THE TASK: Emit all the data exactly as provided.

Dataset entries:
________________________

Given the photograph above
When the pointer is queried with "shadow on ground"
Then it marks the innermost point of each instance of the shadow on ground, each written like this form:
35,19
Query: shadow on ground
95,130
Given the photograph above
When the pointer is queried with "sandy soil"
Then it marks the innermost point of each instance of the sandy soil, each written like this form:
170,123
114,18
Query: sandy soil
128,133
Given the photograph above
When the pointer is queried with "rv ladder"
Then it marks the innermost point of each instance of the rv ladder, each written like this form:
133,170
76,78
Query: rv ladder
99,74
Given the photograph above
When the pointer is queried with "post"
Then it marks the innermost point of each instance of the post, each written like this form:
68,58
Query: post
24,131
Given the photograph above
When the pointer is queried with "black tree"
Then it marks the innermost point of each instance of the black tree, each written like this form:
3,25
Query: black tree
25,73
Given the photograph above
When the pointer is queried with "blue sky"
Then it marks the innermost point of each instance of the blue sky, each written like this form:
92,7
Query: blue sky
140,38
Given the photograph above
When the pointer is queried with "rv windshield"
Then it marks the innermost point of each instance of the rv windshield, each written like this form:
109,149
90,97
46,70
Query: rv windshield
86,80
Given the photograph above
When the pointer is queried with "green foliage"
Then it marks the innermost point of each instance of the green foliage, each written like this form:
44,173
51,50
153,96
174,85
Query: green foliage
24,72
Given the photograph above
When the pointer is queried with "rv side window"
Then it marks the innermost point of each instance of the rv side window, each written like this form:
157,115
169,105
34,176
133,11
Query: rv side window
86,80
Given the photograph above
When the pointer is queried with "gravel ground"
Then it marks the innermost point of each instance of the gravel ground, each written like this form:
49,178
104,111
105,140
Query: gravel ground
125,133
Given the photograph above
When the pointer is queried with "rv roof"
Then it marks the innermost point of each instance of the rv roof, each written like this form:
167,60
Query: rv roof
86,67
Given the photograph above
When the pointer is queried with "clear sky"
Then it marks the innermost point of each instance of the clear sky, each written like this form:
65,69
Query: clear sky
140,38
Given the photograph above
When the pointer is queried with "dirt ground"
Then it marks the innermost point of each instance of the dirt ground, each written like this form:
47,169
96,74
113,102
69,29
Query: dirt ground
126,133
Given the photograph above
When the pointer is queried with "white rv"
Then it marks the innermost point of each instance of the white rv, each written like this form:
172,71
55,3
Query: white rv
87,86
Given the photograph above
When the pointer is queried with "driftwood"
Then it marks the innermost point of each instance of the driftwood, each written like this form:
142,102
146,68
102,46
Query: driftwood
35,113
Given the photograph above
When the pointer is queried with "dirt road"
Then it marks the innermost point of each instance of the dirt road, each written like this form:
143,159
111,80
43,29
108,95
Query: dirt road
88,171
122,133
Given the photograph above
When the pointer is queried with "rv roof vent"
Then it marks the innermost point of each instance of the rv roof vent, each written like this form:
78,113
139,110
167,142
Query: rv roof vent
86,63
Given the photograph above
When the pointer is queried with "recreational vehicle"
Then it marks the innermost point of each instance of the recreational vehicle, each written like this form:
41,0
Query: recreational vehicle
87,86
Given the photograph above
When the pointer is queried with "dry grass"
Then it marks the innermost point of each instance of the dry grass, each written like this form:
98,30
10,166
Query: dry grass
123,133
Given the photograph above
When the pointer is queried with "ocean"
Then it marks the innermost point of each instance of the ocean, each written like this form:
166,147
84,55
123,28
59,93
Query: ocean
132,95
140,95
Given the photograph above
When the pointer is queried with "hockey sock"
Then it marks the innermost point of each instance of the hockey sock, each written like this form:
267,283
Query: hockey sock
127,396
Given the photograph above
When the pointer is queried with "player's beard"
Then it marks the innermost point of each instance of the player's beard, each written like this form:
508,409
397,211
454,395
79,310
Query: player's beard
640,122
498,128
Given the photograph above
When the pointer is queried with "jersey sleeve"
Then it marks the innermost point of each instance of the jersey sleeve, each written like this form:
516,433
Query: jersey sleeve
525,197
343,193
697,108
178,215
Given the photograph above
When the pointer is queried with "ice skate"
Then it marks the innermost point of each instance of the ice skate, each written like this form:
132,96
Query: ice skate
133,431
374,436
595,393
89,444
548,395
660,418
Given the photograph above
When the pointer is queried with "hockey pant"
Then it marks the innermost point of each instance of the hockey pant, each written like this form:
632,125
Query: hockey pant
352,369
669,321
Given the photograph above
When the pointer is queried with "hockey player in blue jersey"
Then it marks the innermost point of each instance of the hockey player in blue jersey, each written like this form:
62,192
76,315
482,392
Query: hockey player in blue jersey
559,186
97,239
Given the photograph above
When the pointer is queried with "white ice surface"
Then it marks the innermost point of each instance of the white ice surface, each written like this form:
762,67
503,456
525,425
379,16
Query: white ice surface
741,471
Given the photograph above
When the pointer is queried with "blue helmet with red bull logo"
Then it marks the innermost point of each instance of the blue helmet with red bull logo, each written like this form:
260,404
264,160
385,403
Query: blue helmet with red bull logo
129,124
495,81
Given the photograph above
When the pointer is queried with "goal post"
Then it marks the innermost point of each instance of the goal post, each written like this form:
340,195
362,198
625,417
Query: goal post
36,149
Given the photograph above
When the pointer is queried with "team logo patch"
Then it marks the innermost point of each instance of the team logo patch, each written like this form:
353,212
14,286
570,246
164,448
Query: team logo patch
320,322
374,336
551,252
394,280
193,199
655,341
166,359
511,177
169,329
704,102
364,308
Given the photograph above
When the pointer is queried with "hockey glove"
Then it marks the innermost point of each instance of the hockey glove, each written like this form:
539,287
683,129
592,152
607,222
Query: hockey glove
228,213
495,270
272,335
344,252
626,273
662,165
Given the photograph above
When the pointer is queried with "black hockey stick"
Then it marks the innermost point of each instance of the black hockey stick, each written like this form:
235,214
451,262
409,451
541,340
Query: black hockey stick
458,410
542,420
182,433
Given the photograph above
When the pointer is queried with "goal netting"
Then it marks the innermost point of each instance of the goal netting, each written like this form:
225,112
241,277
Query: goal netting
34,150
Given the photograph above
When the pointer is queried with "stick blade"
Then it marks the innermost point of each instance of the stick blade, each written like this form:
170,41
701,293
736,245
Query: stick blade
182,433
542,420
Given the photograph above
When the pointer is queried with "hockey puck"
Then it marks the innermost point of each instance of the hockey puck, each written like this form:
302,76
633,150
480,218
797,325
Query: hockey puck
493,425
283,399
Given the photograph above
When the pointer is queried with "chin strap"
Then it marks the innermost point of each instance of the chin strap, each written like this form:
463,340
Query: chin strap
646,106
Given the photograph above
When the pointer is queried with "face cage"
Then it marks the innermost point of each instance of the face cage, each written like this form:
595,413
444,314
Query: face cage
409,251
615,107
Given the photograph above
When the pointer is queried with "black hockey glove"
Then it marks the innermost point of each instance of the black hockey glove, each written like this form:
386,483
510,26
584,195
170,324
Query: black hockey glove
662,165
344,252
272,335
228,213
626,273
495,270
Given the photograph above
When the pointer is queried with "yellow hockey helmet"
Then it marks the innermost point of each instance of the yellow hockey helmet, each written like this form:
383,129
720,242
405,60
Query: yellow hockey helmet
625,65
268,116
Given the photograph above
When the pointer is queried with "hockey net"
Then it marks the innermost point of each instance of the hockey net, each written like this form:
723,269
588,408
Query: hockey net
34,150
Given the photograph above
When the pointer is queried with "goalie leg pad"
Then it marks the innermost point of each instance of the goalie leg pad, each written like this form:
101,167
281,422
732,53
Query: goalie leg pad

________________________

REPLY:
Given the photograph above
When the pointer is queried with "shadow on ground"
Then it marks the innermost point of each instance of the shadow on ground, each written like this form:
35,19
Query: shadow on ground
95,130
Given the photograph above
When the pointer is queried with "sandy soil"
Then it marks the innermost point of each instance of the sandy soil, each written like this form:
170,123
114,18
Query: sandy soil
128,133
Given the photograph above
When the pointer is queried with "rv ladder"
Then it marks the innermost point of each instance of the rv ladder, each written like this form:
133,170
76,78
Query: rv ladder
99,74
Given the photograph above
When the pointer is queried with "post"
Then it marks the innermost point of each instance of the post, each written like this form:
68,58
Query: post
24,131
Given the photograph above
When the pointer is queried with "black tree"
Then it marks the innermost point of each instance of the black tree, each written like this form:
3,25
Query: black tree
25,73
Given the photograph above
When the pointer is queried with "blue sky"
Then it marks the innermost point of each instance of the blue sky, each written like this form:
92,7
Query: blue sky
140,38
Given the photograph above
When the pointer is queried with "rv windshield"
Then it marks the innermost point of each instance of the rv windshield, each written like this form:
109,149
90,97
46,70
Query: rv windshield
86,80
Given the photograph above
When the pointer is queried with "green foliage"
Then it marks the innermost point of each instance of the green foliage, each written like this form:
44,173
51,50
153,96
174,85
Query: green foliage
24,72
Given the photograph above
When the pointer is queried with "rv side window"
Then it marks the innermost point of each instance of the rv side window, each written like this form:
157,115
169,105
34,176
133,11
Query: rv side window
86,80
Given the photograph above
When the pointer is queried with "gravel ground"
Then it marks the innermost point of each instance of the gravel ground, each written like this form:
49,178
104,111
105,140
Query: gravel ground
125,133
Given the photograph above
When the pointer is queried with "rv roof"
Then it marks the innermost point of each instance of the rv roof, each written like this form:
167,60
Query: rv roof
86,67
Given the photograph above
When the pointer is queried with "clear sky"
Then it marks the innermost point of each instance of the clear sky, each written like this form:
65,69
Query: clear sky
140,38
Given the photograph above
When the pointer is queried with "dirt ground"
Then it marks the innermost point of each instance of the dirt ground, each written like this form:
47,169
96,74
113,102
69,29
Query: dirt ground
126,133
Given the photograph above
When the pointer is queried with "white rv"
Then it marks the innermost point of each instance of the white rv, each written like this form:
172,71
55,3
Query: white rv
87,86
Given the photograph above
When the pointer is queried with "driftwood"
Then it marks the innermost point of each instance of the driftwood, each written like this form:
142,102
146,68
102,46
Query: driftwood
35,113
Given the photograph above
When the pointer is queried with "dirt road"
Then it marks the innermost point of each instance of the dirt road, each written like this form:
143,159
111,80
43,29
108,95
Query: dirt road
88,171
122,133
Given the photograph above
When the pointer is queried with "rv roof vent"
Then it marks the innermost point of each instance of the rv roof vent, each written like this form:
78,113
139,110
167,142
Query: rv roof vent
86,63
Given the photograph above
When the pointer is queried with "recreational vehicle"
Then it marks the innermost point of each instance of the recreational vehicle, each written like this form:
41,0
Query: recreational vehicle
87,86
Given the photograph above
When the pointer is queried with "dry grass"
Then it marks the innermost point of each instance of the dry grass, each written like this form:
98,30
10,166
Query: dry grass
123,133
Given the photograph above
When the pointer is queried with "ocean"
Then it marks the innermost point of each instance of the ocean, each written like this form:
166,147
84,55
123,28
59,93
Query: ocean
132,95
140,95
Given the photograph above
When the pointer is queried with "hockey sock"
Then it marks the innermost point of each instance of the hockey sock, each written like this form:
267,283
Query: hockey sock
127,396
Given the photograph above
When the pointer is queried with "player's beard"
Then it marks the innermost point of each instance of the player's beard, each written like this form:
508,409
397,211
454,395
79,310
Query: player's beard
640,122
498,128
Given the photograph above
When the pointer is queried with "jersey sleeve"
Then it marks the innermost point of each instance of the jersey sleeve, each written like this form:
516,433
Query: jersey sleeve
525,197
343,193
697,108
178,215
Given the photograph above
When the pointer is queried with "ice skate"
Then it marks the innermost point of each instance of the ice skate, each written like this form:
132,96
Query: ice skate
133,431
374,436
595,393
89,444
548,395
660,418
Given the photograph above
When the pointer is queried with "hockey pant"
Then it marks the innermost point of each instance of the hockey pant, each written like this form:
632,125
Query: hockey pant
352,369
669,321
Given the photograph above
When the pointer is queried with "hockey player in blue jersey"
Then it marks the innermost point of each instance of the hockey player in blue jersey, each written like this form:
62,192
76,315
482,392
Query: hockey player in blue jersey
559,186
97,239
Given the photograph above
When the pointer is queried with "white ice surface"
Then it marks the innermost point of each instance of the white ice surface, each written like this form:
762,67
503,456
525,425
379,16
Query: white ice surface
741,471
Given the photograph above
When the pointer is queried with "blue helmet with red bull logo"
Then it marks the innermost point of each instance of the blue helmet with red bull logo, each written like this form:
260,404
264,160
385,403
Query: blue helmet with red bull logo
129,124
495,81
Given the photograph above
When the pointer is queried with "goal post"
Then it marks the innermost point of each instance of the goal post, each written like this form:
340,195
362,198
625,417
Query: goal post
36,149
Given the photograph above
When the pointer is queried with "team logo patch"
Then it marks the innermost point of each instance of the team logo patch, each written like this form:
353,212
14,286
570,246
164,448
Query: team logo patch
320,322
374,336
551,252
394,280
193,199
655,341
166,359
511,177
169,329
704,102
364,308
Given the photograph above
When the pointer is queried with "hockey glove"
Then it marks the innermost point of each instance of the hockey glove, each written like this form:
539,287
683,129
592,152
607,222
Query: hockey glove
228,213
495,270
272,335
344,252
626,273
662,165
Given the photograph above
When the pointer is queried with "black hockey stick"
Then it marks the innermost point of each instance of the black hockey stick, each written like this form:
235,214
451,262
409,451
541,340
Query: black hockey stick
458,410
542,420
182,433
Given the photograph above
When the pointer is queried with "goal netting"
Then it marks the innermost point of each instance of the goal netting, each written like this form:
225,112
241,277
Query: goal netting
34,150
Given the photograph above
When the pointer is queried with "stick blade"
Then it marks the innermost point of each instance of the stick blade, each written like this form:
170,41
701,293
736,245
Query: stick blade
182,433
542,420
Given the photograph above
When the pointer is queried with "hockey puck"
Then it marks the innermost point of each instance of the hockey puck, each written like this form:
302,76
633,150
480,218
797,325
Query: hockey puck
493,425
283,399
Given the photograph above
When the pointer is queried with "chin strap"
Then it marks the innermost point of each instance of the chin strap, each written like this form:
463,340
Query: chin strap
646,106
Given the photograph above
When the pointer is queried with "face cage"
Then it marks the innermost point of each instance of the face cage, each written like this form:
595,413
444,314
Query: face cage
409,251
615,107
Given the photograph above
When the pointer is queried with "black hockey glove"
Then it marks the innermost point of each instance of the black hockey glove, each written like this form:
386,483
510,26
584,195
170,324
Query: black hockey glove
662,165
344,252
272,335
228,213
626,273
495,270
Given the photograph above
When the pointer is queried with "yellow hockey helmet"
Then it marks the innermost point of each instance of the yellow hockey helmet, each written like this form:
383,129
720,242
405,60
Query: yellow hockey helmet
625,65
268,116
Given the photograph above
When the pointer is queried with "hockey net"
Then it marks the innermost point of each instance of the hockey net, each written like this form:
723,269
588,408
Query: hockey net
34,150
Given the photograph above
When the pointer is queried with "goalie leg pad"
Then it marks the innermost point of each instance of the goalie leg pad, each written like this form:
101,167
281,422
732,53
Query: goalie leg pad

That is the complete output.